Records from a point labeling set
○ ○ ○

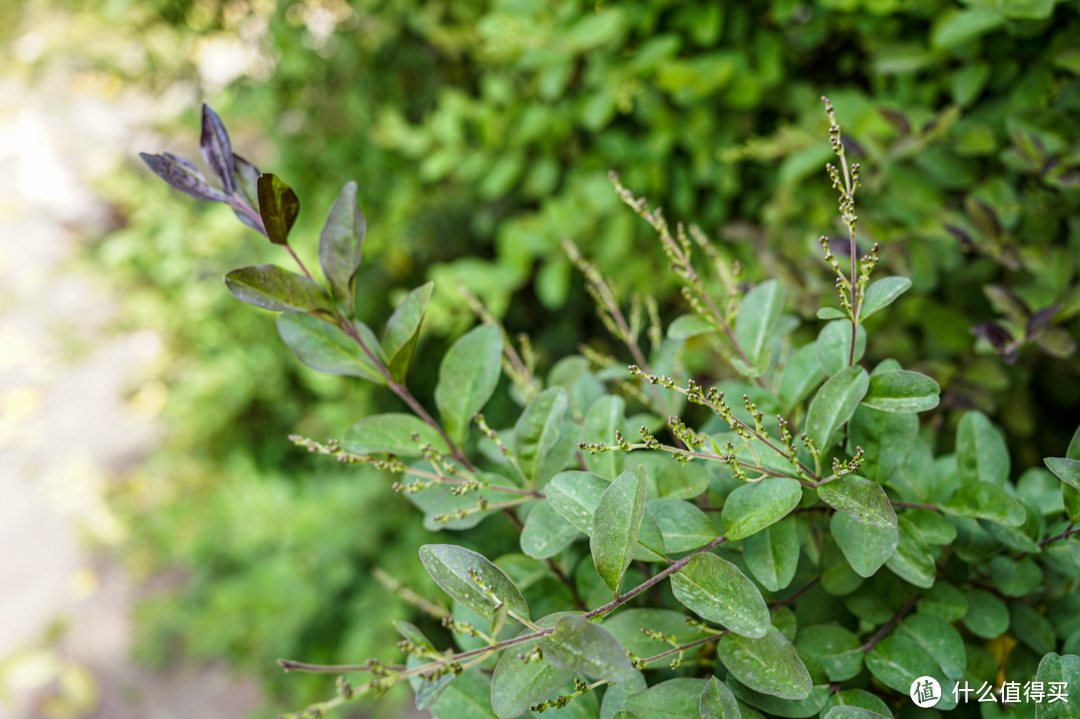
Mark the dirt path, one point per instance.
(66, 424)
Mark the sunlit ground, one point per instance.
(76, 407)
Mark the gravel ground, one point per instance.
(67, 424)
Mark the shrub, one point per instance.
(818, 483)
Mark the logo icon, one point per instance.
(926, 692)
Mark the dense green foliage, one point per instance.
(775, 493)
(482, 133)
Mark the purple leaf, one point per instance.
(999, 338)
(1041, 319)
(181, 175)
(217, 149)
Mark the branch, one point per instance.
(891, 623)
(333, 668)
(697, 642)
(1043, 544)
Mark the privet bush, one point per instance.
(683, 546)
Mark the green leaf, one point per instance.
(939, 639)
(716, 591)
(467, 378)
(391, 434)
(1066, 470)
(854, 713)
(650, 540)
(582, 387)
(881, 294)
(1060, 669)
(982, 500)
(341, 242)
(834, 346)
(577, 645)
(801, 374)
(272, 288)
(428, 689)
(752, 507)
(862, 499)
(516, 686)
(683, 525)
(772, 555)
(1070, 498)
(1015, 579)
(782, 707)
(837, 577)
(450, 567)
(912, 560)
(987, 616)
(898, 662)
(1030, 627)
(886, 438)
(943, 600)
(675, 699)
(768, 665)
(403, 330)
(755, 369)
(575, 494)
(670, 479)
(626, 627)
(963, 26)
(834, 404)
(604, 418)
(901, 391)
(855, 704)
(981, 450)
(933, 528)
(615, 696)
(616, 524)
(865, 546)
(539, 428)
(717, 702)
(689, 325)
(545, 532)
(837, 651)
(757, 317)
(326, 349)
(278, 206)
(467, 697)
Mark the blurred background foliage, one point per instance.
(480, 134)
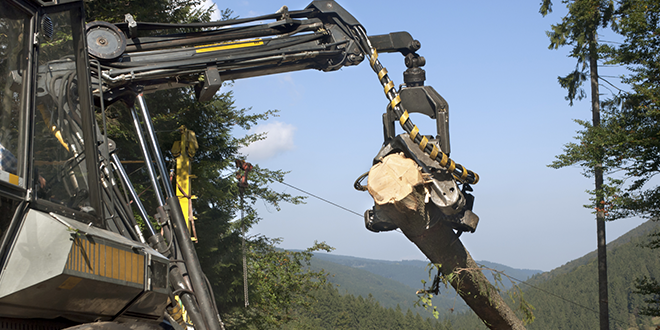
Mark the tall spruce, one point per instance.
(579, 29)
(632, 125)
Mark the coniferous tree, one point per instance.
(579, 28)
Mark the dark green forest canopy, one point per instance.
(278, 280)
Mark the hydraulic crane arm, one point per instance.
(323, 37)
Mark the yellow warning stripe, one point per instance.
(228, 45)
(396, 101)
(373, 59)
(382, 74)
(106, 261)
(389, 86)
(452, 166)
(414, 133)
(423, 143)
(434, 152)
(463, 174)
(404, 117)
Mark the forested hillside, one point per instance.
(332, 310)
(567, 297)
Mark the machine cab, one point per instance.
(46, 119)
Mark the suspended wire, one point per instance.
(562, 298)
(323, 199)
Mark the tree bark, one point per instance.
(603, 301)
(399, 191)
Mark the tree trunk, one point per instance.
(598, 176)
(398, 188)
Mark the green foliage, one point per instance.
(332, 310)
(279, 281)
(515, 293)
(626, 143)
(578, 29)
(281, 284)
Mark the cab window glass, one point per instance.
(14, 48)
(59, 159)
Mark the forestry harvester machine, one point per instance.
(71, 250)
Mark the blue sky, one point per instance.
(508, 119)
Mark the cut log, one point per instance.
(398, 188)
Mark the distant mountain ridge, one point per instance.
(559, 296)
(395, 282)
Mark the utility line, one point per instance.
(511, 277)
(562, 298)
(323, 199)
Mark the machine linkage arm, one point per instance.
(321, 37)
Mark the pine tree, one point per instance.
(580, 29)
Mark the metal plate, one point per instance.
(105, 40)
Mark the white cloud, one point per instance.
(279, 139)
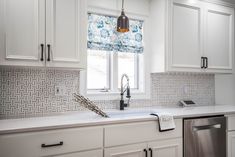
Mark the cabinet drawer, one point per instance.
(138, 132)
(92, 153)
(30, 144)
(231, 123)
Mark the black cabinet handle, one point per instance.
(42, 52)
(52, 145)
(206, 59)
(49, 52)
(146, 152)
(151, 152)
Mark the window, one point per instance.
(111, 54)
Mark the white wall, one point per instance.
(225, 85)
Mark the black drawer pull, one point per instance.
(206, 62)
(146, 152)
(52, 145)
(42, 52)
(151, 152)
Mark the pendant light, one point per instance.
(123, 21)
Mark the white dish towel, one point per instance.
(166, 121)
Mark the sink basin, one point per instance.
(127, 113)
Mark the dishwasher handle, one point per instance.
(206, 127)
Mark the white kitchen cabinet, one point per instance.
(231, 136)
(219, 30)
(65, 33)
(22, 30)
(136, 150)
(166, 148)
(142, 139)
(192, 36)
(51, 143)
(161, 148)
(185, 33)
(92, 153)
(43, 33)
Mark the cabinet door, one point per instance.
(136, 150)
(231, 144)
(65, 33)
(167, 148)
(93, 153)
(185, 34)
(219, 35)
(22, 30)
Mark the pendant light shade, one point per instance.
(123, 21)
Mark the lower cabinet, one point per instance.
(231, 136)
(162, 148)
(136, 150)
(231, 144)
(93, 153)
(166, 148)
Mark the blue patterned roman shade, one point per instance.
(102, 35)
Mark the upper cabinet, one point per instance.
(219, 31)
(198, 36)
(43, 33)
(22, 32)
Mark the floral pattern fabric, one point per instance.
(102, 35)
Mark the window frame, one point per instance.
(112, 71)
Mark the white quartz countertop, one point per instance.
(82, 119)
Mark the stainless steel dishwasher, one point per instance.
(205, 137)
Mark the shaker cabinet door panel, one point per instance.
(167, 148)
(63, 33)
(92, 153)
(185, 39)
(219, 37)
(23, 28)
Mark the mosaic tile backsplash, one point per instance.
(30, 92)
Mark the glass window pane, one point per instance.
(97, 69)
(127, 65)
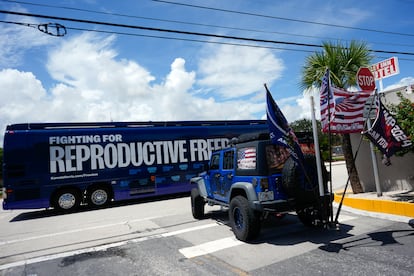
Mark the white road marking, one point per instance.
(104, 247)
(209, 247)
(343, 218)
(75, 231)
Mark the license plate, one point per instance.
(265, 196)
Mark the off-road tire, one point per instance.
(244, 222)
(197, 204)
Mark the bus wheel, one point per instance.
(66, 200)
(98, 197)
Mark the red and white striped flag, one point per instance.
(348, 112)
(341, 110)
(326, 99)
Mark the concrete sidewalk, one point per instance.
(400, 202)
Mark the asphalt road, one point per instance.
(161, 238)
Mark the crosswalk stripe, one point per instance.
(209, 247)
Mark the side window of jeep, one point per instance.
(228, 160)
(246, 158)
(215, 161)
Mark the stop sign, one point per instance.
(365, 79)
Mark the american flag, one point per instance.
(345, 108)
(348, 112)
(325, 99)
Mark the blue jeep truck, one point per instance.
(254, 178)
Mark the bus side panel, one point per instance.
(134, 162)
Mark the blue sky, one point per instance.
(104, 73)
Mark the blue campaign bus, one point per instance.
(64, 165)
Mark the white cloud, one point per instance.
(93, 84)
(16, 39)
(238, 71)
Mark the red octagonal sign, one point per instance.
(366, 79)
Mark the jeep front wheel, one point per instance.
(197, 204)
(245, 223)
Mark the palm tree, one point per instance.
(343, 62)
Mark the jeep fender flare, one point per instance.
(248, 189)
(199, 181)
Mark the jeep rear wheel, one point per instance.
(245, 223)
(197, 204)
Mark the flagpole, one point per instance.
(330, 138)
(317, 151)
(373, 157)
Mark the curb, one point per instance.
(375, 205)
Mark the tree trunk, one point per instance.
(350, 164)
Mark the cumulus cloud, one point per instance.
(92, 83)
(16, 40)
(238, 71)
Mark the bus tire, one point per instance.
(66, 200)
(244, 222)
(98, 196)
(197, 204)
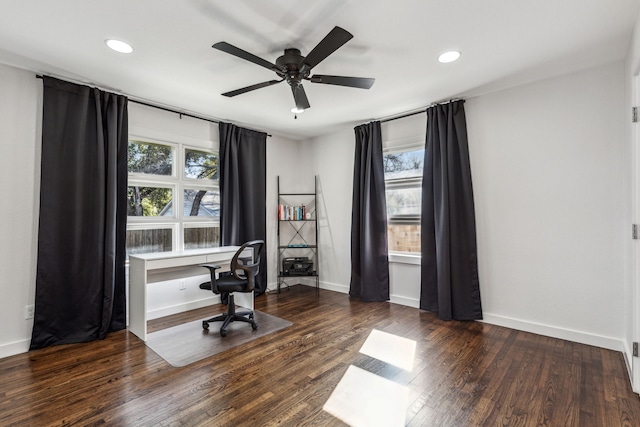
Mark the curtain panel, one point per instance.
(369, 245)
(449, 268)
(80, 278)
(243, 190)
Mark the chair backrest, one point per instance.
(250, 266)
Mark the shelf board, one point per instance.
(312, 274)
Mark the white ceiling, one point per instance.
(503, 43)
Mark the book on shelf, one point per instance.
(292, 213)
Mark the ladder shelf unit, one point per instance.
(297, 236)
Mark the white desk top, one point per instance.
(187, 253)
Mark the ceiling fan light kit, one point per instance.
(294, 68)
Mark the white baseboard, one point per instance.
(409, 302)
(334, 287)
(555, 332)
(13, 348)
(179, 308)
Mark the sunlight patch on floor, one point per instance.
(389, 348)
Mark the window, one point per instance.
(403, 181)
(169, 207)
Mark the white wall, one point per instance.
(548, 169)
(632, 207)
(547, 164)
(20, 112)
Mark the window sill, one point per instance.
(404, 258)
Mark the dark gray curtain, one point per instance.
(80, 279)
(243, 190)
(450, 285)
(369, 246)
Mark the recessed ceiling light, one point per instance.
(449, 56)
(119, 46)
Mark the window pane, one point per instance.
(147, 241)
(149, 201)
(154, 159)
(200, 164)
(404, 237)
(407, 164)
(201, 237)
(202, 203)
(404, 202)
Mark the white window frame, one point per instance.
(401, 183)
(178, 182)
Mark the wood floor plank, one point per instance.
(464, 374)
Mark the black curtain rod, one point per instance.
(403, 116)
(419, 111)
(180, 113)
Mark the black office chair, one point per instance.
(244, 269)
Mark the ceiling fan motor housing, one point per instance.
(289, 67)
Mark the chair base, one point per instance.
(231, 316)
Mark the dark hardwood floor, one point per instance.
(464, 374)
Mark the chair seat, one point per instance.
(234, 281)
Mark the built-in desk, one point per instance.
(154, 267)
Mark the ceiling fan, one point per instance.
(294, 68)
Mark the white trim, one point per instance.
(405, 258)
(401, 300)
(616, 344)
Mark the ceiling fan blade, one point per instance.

○ ○ ○

Lines from the one containing "Mark the window sill, one point per instance." through the final line are to be given again verbatim, with nothing before or after.

Mark the window sill, one point per instance.
(404, 258)
Mark the dark gray curtain, one point per instance.
(80, 279)
(243, 190)
(450, 285)
(369, 246)
Mark the recessed ceiling light, one point per instance.
(449, 56)
(119, 46)
Mark the window pane, one point per instance.
(147, 241)
(149, 201)
(154, 159)
(200, 164)
(404, 237)
(407, 164)
(201, 237)
(202, 203)
(404, 202)
Mark the white window frame, one point per instance.
(401, 183)
(178, 182)
Mark the wood floor plank, one point per instance.
(464, 374)
Mark the black curtain rod, one point per instance.
(403, 116)
(419, 111)
(180, 113)
Mark the black office chair, one point per instance.
(244, 269)
Mark the ceiling fan motor housing, one point per instance.
(289, 67)
Mark the chair base, one point per instance.
(231, 316)
Mark the dark hardwood floor, one point per instance.
(464, 374)
Mark the chair seat, one point per instance.
(234, 281)
Mark the built-in desk, one point per instance.
(154, 267)
Mark the ceiling fan, one point per instance.
(294, 68)
Mark the white trim, one point per instance.
(405, 258)
(401, 300)
(616, 344)
Mark the ceiling fan blade, one point per instance.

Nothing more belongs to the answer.